■ Source text:
Vladimir Georgievich Urin (Владимир Георгиевич Урин) is a People's Artists of Russia; a Musical Theatre of Stanislavsky and Nemirovich-Danchenko director (1995–2013), then Bolshoi Theatre director until 1 December 2023.

==Biography==
Urin began his theatre career in 1973. In 1981 he moved to Moscow where he became in charge of the Youth and Puppet Theatres Department in Theater Union of Russia. Four years later, he graduated from the Russian Academy of Theatre Arts and from 1987 to 1996 was the secretary at the Theater Union of Russia where he also worked as deputy President. Prior to it, in 1991, he became First Deputy President there, but all of the rankings ended for him in 1996. In 1994 he was behind the creation of the Golden Mask award as a National Theatre Award. In 1995 he became general manager of Musical Theatre of Stanislavsky and Nemirovich-Danchenko and two years later held the same position at the International Festival of Contemporary Dance. In 2013, after the scandals inside the Bolshoi theatre and the attack on Artistic Director Sergei Filin, he was appointed as General Director of the Bolshoi Theatre, replacing Anatoly Iksanov.

■ Photo-based referring expression rows:
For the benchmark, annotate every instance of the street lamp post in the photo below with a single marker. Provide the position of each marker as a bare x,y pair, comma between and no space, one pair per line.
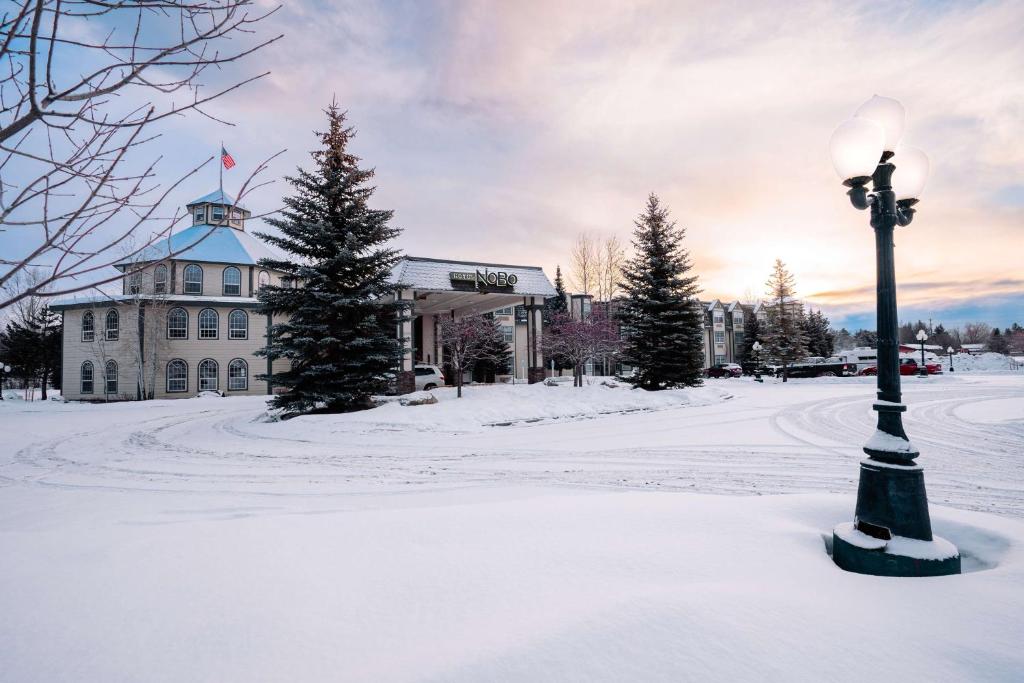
892,503
922,337
756,347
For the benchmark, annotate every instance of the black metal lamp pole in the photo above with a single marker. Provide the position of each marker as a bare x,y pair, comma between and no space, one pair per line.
891,497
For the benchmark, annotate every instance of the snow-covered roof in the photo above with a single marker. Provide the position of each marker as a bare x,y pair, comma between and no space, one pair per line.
216,197
74,300
212,244
434,274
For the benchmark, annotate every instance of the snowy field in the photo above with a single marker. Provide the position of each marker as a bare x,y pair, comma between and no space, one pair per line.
521,534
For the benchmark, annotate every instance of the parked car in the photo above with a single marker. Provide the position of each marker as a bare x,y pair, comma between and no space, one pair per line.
819,367
428,377
724,370
906,367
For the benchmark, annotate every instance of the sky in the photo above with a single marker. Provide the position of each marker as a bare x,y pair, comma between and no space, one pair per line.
500,131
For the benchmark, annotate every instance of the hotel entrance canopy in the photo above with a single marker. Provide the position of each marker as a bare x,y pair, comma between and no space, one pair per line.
440,289
468,288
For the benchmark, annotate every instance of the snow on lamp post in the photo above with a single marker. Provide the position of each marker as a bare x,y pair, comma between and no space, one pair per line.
891,534
756,347
922,336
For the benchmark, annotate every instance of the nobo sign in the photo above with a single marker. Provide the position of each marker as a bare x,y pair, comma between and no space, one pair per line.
485,279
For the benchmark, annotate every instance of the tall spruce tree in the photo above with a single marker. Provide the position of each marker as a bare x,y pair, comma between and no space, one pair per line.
340,333
752,333
663,322
784,341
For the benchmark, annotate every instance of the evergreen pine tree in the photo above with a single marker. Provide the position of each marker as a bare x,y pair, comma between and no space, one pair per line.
784,341
496,354
558,303
663,322
752,333
340,333
554,308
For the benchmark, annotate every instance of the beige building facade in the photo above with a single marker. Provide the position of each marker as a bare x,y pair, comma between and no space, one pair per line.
186,321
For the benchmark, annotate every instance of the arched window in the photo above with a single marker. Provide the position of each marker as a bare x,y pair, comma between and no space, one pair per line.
160,280
111,375
232,282
238,375
87,377
193,279
134,283
208,324
177,324
113,327
208,375
238,325
88,326
177,376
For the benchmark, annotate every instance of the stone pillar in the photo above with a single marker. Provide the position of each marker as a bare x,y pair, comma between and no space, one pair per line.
406,377
535,356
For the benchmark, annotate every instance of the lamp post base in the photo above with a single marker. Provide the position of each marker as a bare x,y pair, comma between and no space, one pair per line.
898,556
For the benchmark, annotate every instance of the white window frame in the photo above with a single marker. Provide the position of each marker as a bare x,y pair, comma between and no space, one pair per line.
160,284
205,334
224,283
182,329
107,378
91,380
230,325
206,363
112,334
178,388
231,384
185,282
89,334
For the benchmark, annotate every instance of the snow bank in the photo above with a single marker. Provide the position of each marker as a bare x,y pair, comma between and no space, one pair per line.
992,364
488,406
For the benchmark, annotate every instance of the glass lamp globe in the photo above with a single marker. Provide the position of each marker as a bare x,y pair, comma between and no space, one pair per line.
855,146
889,114
910,174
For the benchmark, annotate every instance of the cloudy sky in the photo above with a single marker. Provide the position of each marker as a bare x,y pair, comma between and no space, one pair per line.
501,130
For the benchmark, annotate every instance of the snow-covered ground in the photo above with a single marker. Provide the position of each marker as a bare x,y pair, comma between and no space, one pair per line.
523,532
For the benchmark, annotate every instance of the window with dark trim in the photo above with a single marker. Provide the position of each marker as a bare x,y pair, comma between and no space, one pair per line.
88,326
87,377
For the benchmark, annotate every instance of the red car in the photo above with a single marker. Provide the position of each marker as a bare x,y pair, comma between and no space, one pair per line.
906,367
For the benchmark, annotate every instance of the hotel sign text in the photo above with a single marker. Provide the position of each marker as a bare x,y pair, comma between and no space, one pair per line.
482,280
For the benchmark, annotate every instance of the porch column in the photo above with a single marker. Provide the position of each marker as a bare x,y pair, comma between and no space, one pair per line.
535,355
406,378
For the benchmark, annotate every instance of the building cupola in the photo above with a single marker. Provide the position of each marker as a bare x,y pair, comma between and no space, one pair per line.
217,208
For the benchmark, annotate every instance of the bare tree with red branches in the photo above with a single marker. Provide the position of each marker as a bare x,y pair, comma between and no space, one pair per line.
579,341
82,84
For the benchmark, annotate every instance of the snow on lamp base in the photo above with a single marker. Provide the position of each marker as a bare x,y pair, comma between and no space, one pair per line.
892,531
855,551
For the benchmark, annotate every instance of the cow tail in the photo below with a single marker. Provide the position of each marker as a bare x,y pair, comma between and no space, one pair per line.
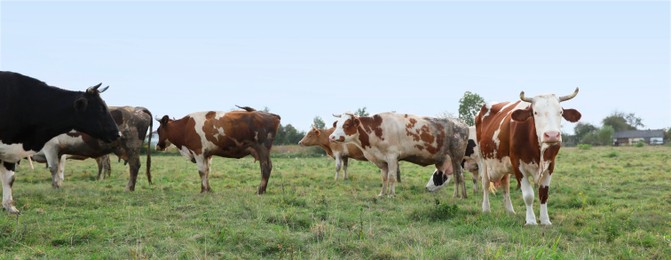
151,132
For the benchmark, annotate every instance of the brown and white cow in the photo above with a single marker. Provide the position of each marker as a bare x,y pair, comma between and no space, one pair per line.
522,138
388,138
338,151
235,134
469,163
133,123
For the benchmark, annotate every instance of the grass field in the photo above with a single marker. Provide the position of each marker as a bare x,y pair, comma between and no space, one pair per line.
604,203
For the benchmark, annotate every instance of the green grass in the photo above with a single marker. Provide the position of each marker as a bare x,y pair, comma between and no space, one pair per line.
604,203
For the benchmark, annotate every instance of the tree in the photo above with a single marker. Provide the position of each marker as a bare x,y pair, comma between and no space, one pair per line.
582,129
469,106
288,134
446,114
603,136
361,112
318,123
622,122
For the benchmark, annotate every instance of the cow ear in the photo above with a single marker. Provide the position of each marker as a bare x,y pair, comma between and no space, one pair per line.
521,114
164,120
81,104
571,115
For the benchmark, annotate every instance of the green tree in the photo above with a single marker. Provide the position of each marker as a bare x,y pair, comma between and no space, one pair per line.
582,129
469,106
622,122
318,123
361,112
603,136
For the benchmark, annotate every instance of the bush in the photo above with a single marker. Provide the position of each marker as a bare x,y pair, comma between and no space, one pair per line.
584,146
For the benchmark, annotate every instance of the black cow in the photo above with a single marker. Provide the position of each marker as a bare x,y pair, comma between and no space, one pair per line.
32,112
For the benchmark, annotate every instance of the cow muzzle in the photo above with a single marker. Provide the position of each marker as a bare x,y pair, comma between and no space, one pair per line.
551,137
339,139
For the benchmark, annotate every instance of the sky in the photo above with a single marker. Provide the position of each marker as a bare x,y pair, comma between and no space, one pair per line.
302,59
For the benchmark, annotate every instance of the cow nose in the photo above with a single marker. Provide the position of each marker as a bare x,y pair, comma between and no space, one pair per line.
551,136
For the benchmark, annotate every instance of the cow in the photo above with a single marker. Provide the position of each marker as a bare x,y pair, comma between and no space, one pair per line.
133,122
522,138
32,112
235,134
469,163
103,162
340,152
388,138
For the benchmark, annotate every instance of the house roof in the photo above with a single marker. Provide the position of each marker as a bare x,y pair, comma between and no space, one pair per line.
639,134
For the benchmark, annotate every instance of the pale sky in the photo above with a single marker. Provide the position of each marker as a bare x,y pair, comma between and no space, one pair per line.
303,59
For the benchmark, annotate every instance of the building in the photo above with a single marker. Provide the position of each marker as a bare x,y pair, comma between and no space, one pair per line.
631,137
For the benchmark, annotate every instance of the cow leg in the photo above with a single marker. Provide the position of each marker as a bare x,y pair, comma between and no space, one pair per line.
383,174
134,168
266,168
338,165
528,194
485,183
543,194
476,176
7,176
507,202
391,176
204,172
344,164
100,169
58,172
104,167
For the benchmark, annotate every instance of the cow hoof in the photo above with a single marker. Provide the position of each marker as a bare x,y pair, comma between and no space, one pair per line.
12,210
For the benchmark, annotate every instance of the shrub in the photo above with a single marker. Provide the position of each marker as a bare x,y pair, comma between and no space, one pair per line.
584,146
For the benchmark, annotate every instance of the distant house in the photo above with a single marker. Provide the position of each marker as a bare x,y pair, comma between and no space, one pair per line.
631,137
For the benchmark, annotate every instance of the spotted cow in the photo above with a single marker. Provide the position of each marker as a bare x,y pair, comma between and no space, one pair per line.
470,163
388,138
522,138
338,151
32,112
133,123
235,134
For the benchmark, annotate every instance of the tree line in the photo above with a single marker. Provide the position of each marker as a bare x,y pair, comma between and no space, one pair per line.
470,105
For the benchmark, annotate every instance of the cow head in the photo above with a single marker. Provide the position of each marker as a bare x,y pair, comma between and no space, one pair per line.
547,114
162,131
437,181
345,128
311,138
93,117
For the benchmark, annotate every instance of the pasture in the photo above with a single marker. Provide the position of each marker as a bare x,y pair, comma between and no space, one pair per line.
604,203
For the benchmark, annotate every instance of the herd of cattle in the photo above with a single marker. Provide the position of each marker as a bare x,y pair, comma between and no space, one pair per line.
520,138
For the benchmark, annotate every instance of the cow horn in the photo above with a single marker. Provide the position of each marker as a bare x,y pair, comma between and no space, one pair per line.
525,99
93,89
103,89
572,95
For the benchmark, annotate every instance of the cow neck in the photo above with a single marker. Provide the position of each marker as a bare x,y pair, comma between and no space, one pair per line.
324,141
177,131
55,120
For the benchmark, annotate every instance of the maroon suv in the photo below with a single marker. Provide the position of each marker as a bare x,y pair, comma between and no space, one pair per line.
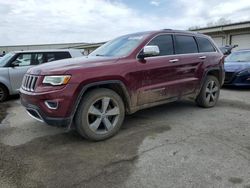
123,76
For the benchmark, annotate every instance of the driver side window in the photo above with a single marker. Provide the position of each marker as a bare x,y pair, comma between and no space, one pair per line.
28,59
22,60
165,44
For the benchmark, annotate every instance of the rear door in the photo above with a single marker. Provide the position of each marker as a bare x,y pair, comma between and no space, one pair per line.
189,64
159,72
19,66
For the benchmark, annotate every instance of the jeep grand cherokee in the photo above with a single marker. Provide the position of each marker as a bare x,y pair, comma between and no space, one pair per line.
129,73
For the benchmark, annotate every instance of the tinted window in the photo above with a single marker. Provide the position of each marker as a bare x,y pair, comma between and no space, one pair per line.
185,44
165,44
28,59
204,45
53,56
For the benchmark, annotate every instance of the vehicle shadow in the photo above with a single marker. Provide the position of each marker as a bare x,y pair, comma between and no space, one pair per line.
238,88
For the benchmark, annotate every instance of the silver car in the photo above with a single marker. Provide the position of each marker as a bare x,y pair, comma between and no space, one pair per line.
14,65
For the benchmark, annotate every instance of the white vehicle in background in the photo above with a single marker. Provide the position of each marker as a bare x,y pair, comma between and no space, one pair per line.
14,65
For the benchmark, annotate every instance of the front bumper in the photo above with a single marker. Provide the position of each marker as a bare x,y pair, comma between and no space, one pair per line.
234,79
36,113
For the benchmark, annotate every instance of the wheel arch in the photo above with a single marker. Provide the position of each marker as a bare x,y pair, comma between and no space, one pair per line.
115,85
5,86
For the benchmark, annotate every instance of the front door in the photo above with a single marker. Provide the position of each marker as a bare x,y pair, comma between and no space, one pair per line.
159,72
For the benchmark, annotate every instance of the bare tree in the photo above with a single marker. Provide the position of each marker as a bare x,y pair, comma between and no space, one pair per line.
221,21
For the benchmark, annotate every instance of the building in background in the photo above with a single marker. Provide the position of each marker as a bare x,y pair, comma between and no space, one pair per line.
230,34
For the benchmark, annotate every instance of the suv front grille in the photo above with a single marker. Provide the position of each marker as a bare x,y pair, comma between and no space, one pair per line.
29,82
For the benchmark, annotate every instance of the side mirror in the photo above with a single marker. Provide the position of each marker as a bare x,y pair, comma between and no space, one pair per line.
14,64
149,51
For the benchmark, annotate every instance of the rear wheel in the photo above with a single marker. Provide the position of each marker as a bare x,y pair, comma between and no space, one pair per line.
100,114
209,93
3,93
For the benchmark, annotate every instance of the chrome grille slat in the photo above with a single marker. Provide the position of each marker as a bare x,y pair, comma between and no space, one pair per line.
29,82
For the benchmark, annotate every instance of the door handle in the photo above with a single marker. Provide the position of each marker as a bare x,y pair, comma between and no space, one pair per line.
203,57
173,60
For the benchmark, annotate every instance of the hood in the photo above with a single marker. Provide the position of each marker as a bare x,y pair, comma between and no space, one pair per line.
236,66
61,66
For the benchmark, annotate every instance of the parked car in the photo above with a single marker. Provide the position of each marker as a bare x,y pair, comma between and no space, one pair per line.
14,65
226,50
123,76
237,68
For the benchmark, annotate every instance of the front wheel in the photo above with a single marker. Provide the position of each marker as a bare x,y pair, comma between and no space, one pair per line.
3,93
209,93
100,114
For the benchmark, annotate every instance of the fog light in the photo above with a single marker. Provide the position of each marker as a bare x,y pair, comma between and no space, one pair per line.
51,104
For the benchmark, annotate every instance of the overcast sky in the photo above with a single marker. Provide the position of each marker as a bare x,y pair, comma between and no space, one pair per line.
50,21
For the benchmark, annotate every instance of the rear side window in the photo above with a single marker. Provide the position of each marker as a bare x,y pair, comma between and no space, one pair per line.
185,44
165,44
205,45
53,56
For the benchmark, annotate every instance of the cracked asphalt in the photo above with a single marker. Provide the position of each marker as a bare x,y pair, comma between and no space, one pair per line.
174,145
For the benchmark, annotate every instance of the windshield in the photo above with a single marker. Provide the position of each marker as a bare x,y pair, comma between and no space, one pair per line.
119,47
5,59
243,56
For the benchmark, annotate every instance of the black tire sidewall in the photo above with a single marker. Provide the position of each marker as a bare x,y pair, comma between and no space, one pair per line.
82,114
201,100
5,93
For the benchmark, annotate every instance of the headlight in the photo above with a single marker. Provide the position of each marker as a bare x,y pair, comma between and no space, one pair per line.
56,80
244,72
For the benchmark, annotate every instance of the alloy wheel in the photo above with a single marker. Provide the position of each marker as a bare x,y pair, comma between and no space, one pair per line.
212,91
103,115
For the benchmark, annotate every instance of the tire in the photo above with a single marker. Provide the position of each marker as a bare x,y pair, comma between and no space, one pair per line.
4,93
209,93
100,114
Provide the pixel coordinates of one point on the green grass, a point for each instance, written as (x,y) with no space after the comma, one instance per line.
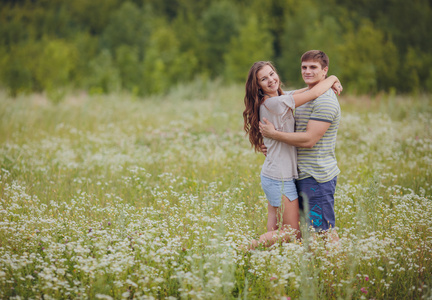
(116,197)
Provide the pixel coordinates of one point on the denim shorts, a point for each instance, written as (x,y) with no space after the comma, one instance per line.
(274,189)
(317,200)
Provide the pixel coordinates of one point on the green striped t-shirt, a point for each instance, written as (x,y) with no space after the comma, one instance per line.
(319,161)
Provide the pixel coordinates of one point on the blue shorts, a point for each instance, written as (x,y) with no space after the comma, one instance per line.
(317,200)
(274,189)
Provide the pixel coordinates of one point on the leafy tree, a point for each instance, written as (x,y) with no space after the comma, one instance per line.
(220,23)
(129,66)
(253,43)
(161,63)
(53,66)
(104,76)
(369,60)
(15,69)
(128,25)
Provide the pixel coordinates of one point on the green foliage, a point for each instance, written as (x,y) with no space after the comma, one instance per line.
(104,76)
(253,43)
(370,61)
(373,47)
(220,22)
(54,65)
(107,197)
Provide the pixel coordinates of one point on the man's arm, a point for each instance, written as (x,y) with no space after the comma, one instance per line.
(315,130)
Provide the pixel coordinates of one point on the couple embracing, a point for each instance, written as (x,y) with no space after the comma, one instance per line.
(300,169)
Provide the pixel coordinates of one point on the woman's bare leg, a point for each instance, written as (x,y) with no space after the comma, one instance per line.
(272,217)
(290,215)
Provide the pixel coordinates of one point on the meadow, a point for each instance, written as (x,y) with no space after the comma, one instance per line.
(116,197)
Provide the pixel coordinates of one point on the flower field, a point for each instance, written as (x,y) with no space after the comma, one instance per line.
(113,197)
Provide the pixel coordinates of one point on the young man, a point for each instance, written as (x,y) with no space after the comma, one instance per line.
(317,123)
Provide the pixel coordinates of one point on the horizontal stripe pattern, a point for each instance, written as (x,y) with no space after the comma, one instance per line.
(319,161)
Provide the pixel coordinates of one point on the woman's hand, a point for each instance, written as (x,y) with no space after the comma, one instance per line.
(337,86)
(267,129)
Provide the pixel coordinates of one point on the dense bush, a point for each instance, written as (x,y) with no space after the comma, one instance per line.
(146,46)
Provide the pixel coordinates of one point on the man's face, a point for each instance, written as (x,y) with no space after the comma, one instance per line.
(312,72)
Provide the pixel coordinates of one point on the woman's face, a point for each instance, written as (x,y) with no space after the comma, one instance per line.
(268,81)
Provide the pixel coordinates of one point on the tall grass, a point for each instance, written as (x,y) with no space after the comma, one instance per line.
(113,197)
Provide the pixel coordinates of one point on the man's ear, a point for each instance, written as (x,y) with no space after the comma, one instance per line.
(325,70)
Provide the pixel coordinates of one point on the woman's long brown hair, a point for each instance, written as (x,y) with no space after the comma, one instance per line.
(253,99)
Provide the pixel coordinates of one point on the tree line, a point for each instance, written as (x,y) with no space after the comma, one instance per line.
(147,46)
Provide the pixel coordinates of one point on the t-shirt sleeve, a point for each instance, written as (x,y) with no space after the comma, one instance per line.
(288,101)
(325,109)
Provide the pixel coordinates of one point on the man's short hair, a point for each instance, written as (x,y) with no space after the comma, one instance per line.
(316,55)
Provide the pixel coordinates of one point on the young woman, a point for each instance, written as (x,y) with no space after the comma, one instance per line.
(265,99)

■ What to do:
1) Could you edit the Urin article, giving everything from "Vladimir Georgievich Urin" down to "1 December 2023." with "Vladimir Georgievich Urin" changed to "V. G. Urin"?
2) Which four-digit years are written out in the Biography section of the Urin article?

■ Solutions to each task:
1)
V. G. Urin (Владимир Георгиевич Урин) is a People's Artists of Russia; a Musical Theatre of Stanislavsky and Nemirovich-Danchenko director (1995–2013), then Bolshoi Theatre director until 1 December 2023.

2) 1973, 1981, 1987, 1996, 1991, 1994, 1995, 2013